Gather every line from the rows below that contains the word "written", copying each one in full.

────────

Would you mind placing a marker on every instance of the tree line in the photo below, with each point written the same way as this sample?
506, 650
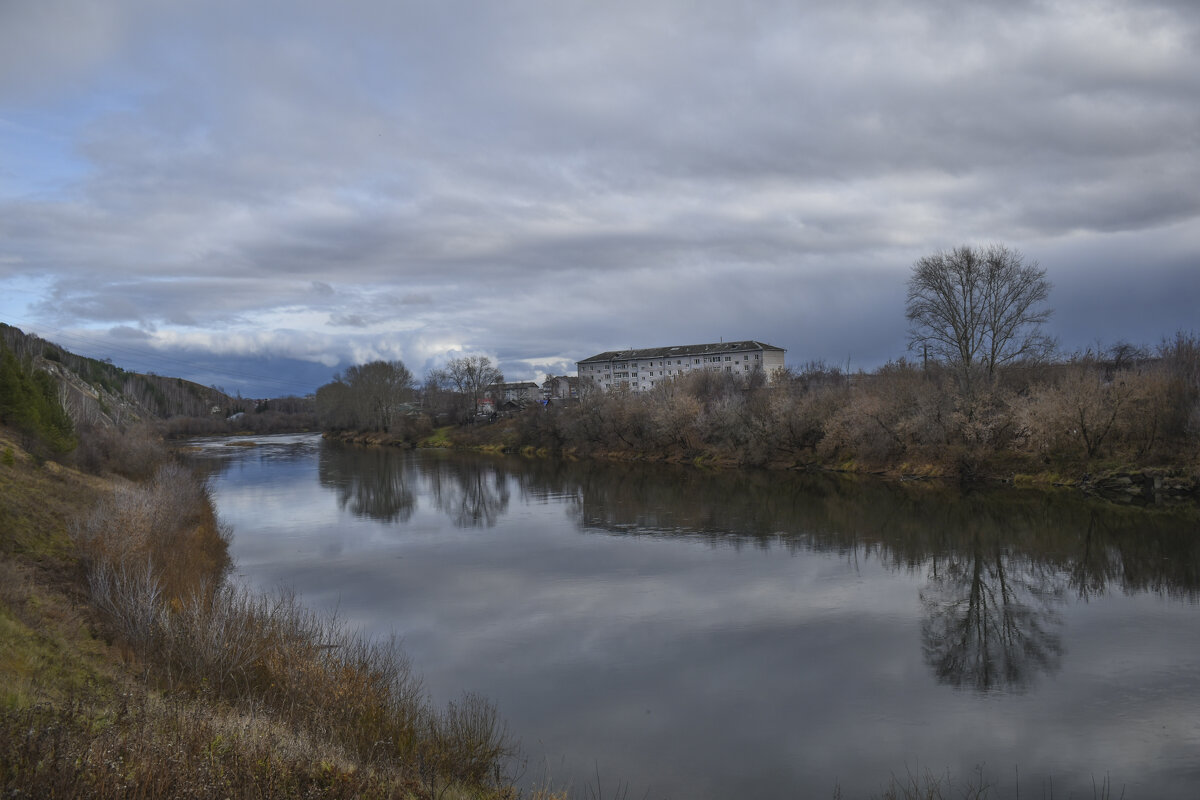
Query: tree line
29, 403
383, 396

────────

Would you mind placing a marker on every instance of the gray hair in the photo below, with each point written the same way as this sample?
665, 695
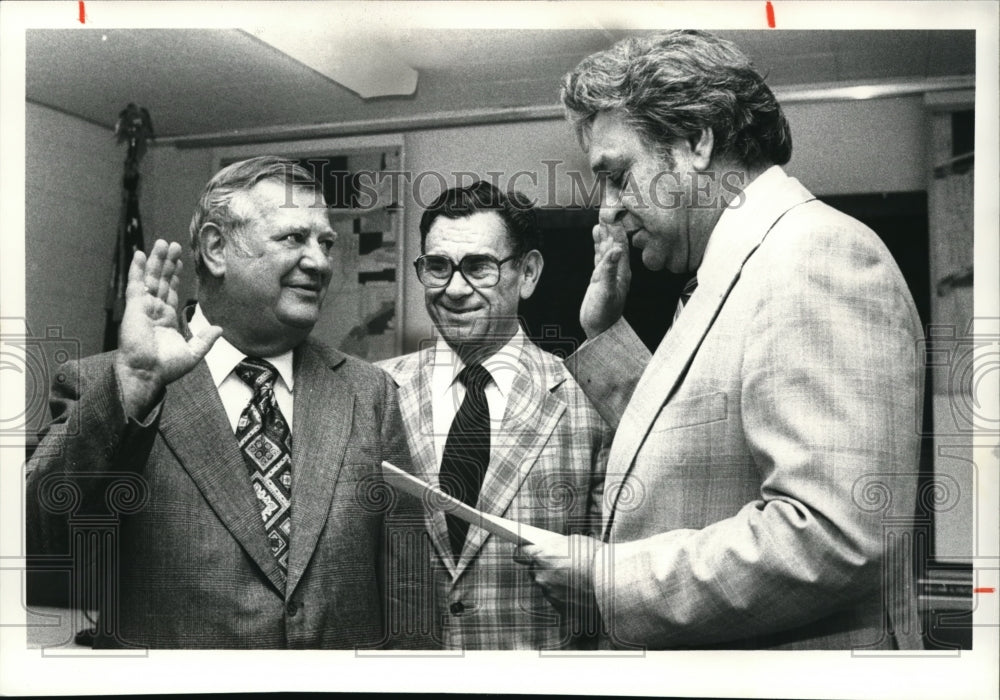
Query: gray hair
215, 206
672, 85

────────

▶ _Completed task_:
Would you mind placing a marker on every instance of the tree line in the photo below, with each point written the same way as this sample?
Would you mind placing a marker on every instance of the gray hair in the photo below, with each point written the same way as this sample?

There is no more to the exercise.